What this exercise asks.
1. Retype the Rust performance story word for word, from "For the other two" up to and including "been reporting previously.".
2. In the Rust performance story, which two Java profiling tools has Alan used, and in what setting did he use each?

Barbara asks how large the DistriQuery, SuccessCode, and DistriErr types are. Alan immediately notes that DistriQuery may be large, and they discuss options for avoiding the memory traffic incurred by pushing and popping DistriQuery.

For the other two types, Alan responds that the SuccessCode is small, and that the error variants are never constructed in his benchmark code. Barbara explains that the size of Result<T, E> has to be large enough to hold either variant, and that memcpy'ing a result is going to move all of those bytes. Alan investigates and sees that DistriErr has variants that embed byte arrays that go up to 50kb in size. Barbara recommends that Alan look into boxing the variants, or the whole DistriErr type itself, in order to reduce the cost of moving it around.

Alan uses Barbara's feedback to box some of the data, and this cuts the memcpy traffic in the perf report to one quarter of what it had been reporting previously.

However, there remains a significant performance delta between the Java version and the Rust version. Alan is not sure his Rust-rewrite attempt is going to get anywhere beyond the prototype stage.

🤔 Frequently Asked Questions

What are the morals of the story?

  1. Rust promises great performance, but when performance is not meeting one's targets, it is hard to know what to do next. Rust mostly leans on leveraging existing tools for native code development, but those tools are (a.) foreign to many of our developers, (b.) do not always measure up to what our developers have access to elsewhere, (c.) do not integrate as well with Rust as they might with C or C++.

  2. Lack of certain language features leads developers to use constructs like #[async_trait] which add performance overhead that is (a.) hard to understand and (b.) may be significant.

  3. Rust makes some things very explicit, e.g. the distinction between Box<T> versus T is quite prominent. But Rust's expressive type system also makes it easy to compose types without realizing how large they have gotten.

  4. Programmers do not always have a good mental model for where expensive moves are coming from.

  5. An important specific instance of (1c.) for the async vision: Native code tools do not have any insight into Rust's async model, as that is even more distant from the execution model of C and C++.

  6. We can actually generalize (5.) further: When async performance does not match expectations, developers do not have much insight into whether the performance pitfalls arise from issues deep in the async executor that they have selected, or if the problems come directly from overheads built into the code they themselves have written.

What are the sources for this story?

Discussions with engineers at Amazon Web Services.

Why did you choose Alan to tell this story?

I chose Alan because he is used to Java, where these issues play out differently.

Java has very mature tooling, including for performance investigations. Alan has used JProfiler at his work, and VisualVM for personal hobby projects. Alan is frustrated by his attempts to use (or even identify) equivalent tools for Rust.

With respect to memory traffic: In Java, every object is handled via a reference, and those references are cheap to copy. (One pays for that convenience in other ways, of course.)

How would this story have played out differently for the other characters?

From her C and C++ background, Grace probably would avoid letting her types get so large. But then again, C and C++ do not have enums with a payload, so Grace would likely have fallen in the same trap that Alan did (of assuming that the cost of moving an enum value is proportional to its current variant, rather than to its type's overall size). Also, Grace might report that her experience with gcc-based projects yielded programs that worked better with perf, due in part to gcc producing higher quality DWARF debuginfo.

Barbara probably would have added direct instrumentation via the tracing crate, potentially even to tokio itself, rather than spend much time wrestling with perf.

Niklaus is unlikely to be as concerned about the 20% throughput hit; he probably would have been happy to get code that seems functionally equivalent to the original Java version.

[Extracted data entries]
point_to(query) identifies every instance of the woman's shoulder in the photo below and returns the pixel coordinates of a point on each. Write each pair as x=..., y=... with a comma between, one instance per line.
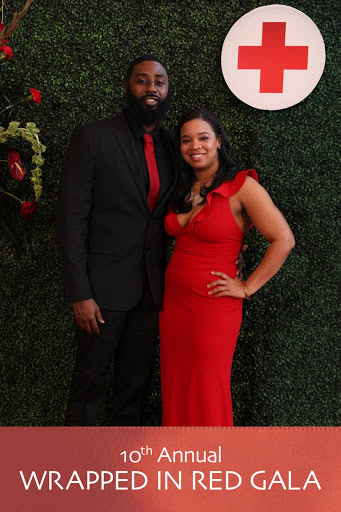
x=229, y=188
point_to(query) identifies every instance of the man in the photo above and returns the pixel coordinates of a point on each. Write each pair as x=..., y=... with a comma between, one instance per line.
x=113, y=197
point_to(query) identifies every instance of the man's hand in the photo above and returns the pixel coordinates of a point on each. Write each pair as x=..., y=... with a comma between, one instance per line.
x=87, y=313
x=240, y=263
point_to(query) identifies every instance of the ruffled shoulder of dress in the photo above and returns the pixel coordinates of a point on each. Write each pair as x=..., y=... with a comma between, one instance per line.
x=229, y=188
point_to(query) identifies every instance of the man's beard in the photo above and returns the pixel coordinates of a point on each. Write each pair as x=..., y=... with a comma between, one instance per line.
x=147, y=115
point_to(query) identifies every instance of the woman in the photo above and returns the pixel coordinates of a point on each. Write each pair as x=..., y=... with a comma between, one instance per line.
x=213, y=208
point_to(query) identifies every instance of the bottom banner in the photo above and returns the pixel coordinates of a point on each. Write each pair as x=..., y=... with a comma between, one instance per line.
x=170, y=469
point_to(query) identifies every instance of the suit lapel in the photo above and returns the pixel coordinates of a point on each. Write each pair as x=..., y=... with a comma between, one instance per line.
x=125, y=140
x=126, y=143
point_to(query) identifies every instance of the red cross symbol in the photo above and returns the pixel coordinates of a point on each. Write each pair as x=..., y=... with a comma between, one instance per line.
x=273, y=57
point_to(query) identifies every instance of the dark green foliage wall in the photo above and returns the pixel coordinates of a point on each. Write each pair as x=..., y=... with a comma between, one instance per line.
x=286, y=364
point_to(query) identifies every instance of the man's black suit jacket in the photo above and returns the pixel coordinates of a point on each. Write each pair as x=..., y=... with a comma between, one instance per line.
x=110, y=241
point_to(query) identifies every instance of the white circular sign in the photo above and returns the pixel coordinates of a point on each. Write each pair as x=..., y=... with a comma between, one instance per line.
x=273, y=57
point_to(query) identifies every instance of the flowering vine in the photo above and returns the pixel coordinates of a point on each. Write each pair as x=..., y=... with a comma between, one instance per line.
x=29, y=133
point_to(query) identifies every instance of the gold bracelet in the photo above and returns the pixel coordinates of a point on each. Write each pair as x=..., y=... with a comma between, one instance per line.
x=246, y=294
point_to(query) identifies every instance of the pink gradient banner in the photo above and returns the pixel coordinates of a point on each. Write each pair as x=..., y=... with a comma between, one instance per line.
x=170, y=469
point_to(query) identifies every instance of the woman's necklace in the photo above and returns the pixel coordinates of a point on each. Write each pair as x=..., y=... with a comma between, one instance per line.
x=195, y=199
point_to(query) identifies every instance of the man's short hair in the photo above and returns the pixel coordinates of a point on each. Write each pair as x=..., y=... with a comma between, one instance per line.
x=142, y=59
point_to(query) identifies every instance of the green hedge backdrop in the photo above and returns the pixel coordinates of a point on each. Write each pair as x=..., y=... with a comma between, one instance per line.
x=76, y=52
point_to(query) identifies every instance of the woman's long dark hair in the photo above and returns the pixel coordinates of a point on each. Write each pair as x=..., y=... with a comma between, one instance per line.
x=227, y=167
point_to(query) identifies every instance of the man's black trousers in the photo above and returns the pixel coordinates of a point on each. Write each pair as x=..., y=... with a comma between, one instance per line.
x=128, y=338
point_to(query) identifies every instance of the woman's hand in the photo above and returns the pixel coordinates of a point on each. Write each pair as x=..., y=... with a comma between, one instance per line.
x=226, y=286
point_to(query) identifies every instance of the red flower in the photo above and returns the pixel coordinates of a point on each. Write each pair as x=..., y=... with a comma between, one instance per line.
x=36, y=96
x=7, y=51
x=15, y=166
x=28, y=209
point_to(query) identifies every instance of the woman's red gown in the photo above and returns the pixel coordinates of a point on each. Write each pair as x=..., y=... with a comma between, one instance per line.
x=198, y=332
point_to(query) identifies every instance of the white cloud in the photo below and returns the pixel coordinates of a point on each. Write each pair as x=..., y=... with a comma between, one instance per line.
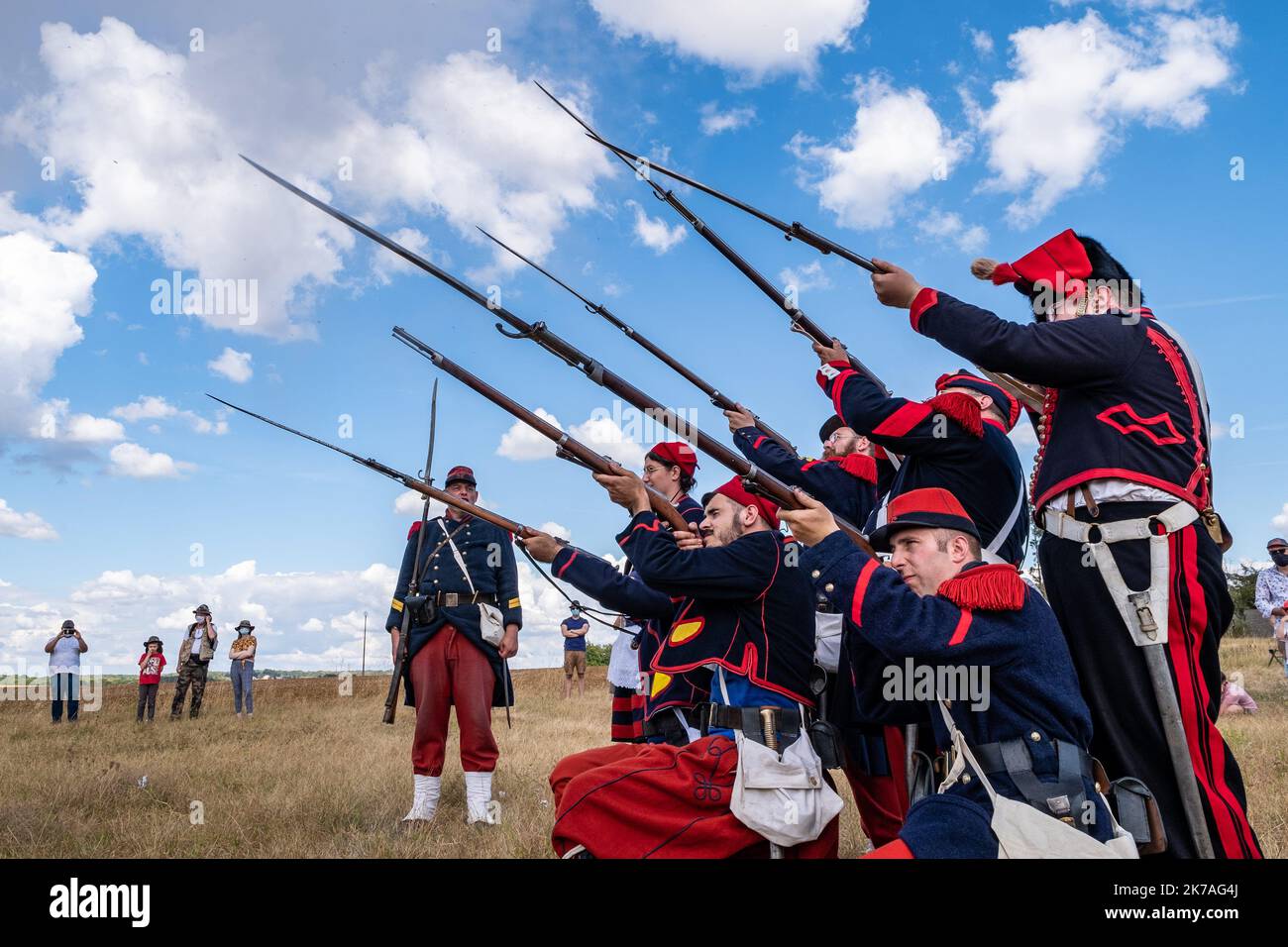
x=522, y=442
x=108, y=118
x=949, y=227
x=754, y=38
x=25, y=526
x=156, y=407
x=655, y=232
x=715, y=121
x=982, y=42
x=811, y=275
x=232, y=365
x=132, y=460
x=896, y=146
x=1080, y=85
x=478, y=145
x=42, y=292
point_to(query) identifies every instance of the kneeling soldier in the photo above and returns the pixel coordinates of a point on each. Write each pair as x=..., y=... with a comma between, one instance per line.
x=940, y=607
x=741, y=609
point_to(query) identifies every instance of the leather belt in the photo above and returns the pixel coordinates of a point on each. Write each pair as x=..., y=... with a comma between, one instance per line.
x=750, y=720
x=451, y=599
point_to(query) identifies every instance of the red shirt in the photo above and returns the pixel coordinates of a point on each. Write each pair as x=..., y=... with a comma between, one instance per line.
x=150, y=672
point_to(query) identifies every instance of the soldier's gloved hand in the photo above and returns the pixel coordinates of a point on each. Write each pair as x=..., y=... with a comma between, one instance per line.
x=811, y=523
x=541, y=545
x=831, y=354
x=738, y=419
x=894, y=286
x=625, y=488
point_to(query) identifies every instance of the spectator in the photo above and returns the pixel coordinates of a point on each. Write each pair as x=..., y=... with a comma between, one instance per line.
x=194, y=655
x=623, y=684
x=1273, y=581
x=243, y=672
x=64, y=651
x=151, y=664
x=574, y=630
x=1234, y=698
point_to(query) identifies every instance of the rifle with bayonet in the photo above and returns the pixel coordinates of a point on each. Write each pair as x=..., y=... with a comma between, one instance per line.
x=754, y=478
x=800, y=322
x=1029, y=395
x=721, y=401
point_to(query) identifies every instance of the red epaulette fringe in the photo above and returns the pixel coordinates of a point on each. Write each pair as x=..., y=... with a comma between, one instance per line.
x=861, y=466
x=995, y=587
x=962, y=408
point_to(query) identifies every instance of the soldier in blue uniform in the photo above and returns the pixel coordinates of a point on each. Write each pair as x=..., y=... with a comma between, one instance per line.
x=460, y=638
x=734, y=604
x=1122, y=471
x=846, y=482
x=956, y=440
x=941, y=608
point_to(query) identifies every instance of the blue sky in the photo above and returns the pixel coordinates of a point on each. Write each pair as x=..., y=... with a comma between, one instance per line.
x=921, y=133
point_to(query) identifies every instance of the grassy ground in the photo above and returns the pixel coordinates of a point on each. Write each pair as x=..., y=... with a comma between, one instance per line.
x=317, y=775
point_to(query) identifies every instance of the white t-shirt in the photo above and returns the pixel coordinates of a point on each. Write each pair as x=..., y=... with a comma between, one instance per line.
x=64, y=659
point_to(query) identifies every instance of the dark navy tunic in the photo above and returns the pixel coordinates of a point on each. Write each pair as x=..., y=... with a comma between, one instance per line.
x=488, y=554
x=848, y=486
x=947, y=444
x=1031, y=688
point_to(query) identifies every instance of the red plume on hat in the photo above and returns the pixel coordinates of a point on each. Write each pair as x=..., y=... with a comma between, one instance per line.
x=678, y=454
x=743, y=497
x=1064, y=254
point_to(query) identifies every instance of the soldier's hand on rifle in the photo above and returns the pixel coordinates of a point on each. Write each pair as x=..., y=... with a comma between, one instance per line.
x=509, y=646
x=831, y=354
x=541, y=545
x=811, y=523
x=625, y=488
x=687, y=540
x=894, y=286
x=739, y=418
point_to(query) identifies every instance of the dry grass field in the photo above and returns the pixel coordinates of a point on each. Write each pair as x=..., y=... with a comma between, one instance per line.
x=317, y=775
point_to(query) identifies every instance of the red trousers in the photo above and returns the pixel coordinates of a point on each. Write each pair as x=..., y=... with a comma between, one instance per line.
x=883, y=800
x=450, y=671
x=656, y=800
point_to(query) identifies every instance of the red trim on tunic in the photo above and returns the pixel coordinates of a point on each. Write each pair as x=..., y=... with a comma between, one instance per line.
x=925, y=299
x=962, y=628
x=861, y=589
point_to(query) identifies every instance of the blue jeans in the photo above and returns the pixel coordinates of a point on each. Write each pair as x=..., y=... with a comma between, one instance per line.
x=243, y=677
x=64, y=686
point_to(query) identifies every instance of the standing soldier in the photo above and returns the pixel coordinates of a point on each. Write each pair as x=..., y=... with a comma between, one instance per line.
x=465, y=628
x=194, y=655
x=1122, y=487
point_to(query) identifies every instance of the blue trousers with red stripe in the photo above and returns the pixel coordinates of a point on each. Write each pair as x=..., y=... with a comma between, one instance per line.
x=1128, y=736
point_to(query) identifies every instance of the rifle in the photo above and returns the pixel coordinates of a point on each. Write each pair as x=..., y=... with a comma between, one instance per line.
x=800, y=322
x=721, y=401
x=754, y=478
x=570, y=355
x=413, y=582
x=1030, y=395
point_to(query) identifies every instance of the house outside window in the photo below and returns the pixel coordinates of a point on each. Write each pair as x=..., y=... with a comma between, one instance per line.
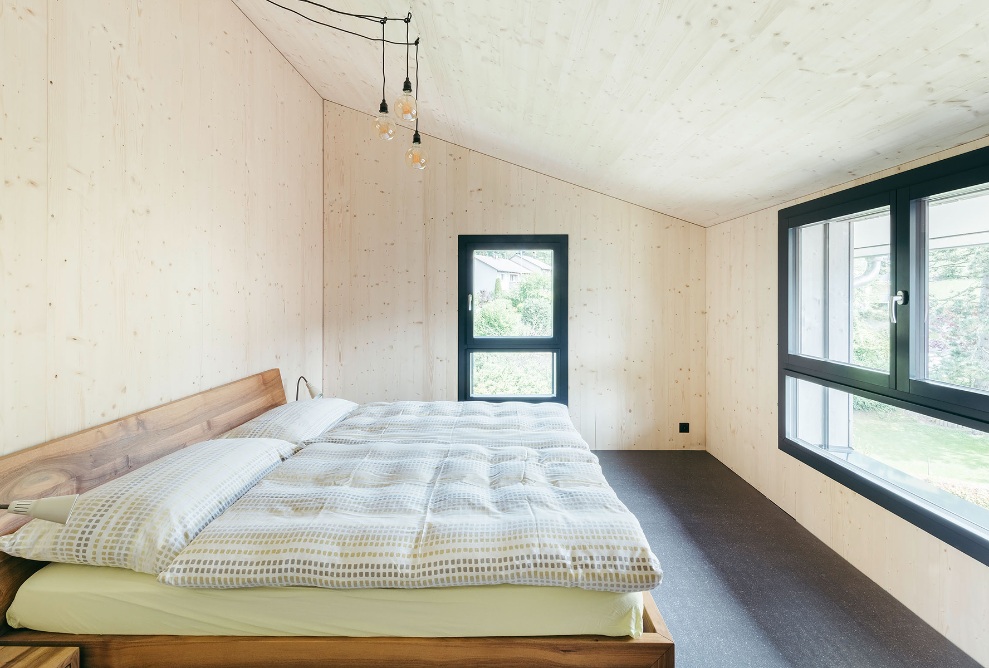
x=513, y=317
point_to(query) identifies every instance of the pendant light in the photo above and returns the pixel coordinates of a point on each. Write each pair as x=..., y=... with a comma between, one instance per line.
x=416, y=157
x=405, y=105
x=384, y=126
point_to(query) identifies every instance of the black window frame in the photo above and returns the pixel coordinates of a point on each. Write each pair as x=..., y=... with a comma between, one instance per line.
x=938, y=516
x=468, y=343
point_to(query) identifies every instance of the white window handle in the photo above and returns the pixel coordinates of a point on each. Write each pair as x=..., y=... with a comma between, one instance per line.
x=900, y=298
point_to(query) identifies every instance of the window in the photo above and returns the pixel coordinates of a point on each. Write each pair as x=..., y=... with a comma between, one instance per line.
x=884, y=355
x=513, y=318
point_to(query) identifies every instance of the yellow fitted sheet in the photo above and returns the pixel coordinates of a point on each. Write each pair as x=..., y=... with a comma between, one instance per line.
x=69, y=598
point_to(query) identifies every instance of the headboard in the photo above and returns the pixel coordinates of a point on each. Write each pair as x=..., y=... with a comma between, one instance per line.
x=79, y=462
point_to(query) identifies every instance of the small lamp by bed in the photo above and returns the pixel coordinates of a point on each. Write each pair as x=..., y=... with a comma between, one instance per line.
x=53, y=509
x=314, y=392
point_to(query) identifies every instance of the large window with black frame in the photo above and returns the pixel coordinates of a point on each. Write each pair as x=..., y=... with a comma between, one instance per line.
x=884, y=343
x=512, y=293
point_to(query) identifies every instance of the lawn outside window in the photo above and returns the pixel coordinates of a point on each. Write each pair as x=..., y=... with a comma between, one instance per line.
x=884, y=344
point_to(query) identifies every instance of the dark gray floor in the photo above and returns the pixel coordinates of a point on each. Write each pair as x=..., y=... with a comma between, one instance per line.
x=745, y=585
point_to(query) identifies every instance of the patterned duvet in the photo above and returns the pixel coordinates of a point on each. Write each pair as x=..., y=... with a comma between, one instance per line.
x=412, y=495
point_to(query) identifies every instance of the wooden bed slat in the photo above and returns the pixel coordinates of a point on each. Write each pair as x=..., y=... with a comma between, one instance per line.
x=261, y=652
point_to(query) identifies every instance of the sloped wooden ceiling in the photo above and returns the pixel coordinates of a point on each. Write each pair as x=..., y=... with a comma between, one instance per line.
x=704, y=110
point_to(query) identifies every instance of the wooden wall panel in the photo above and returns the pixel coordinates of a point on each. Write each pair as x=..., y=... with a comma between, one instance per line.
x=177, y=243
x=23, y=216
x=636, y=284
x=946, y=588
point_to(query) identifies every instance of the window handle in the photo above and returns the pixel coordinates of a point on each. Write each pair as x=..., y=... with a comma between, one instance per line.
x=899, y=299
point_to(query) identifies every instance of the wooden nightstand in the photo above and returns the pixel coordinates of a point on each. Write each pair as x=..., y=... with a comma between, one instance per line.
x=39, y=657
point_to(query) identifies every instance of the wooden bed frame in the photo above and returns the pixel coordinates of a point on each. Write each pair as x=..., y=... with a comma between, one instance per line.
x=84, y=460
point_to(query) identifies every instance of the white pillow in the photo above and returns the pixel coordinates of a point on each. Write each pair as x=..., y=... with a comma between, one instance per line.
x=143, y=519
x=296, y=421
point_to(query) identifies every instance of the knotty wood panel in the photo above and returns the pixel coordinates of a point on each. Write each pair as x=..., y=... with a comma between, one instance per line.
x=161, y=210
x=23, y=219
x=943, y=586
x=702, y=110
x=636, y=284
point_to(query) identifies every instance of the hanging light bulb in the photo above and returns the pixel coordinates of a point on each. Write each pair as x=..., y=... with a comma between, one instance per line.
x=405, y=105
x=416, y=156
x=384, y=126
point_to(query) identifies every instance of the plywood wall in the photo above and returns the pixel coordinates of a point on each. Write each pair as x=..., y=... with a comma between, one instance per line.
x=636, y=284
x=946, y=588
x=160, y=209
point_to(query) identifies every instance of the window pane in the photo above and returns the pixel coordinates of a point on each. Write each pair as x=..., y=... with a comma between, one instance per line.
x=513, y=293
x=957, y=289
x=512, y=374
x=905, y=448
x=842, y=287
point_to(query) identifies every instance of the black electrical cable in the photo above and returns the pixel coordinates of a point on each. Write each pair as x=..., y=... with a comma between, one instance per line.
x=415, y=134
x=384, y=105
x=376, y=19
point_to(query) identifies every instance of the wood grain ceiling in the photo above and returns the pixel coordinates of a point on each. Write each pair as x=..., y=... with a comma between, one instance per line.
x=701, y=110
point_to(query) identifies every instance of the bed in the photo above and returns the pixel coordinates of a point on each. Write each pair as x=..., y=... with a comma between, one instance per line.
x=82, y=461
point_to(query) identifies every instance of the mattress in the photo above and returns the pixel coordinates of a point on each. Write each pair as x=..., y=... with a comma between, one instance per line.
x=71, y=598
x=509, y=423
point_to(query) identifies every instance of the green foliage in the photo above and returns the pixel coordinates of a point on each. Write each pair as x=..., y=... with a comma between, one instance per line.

Task-by-task results.
1.
For the other two types, Alan responds that the SuccessCode is small, and that the error variants are never constructed in his benchmark code. Barbara explains that the size of Result<T, E> has to be large enough to hold either variant, and that memcpy'ing a result is going to move all of those bytes. Alan investigates and sees that DistriErr has variants that embed byte arrays that go up to 50kb in size. Barbara recommends that Alan look into boxing the variants, or the whole DistriErr type itself, in order to reduce the cost of moving it around.

Alan uses Barbara's feedback to box some of the data, and this cuts the memcpy traffic in the perf report to one quarter of what it had been reporting previously.

2. He has used JProfiler at his work and VisualVM for personal hobby projects.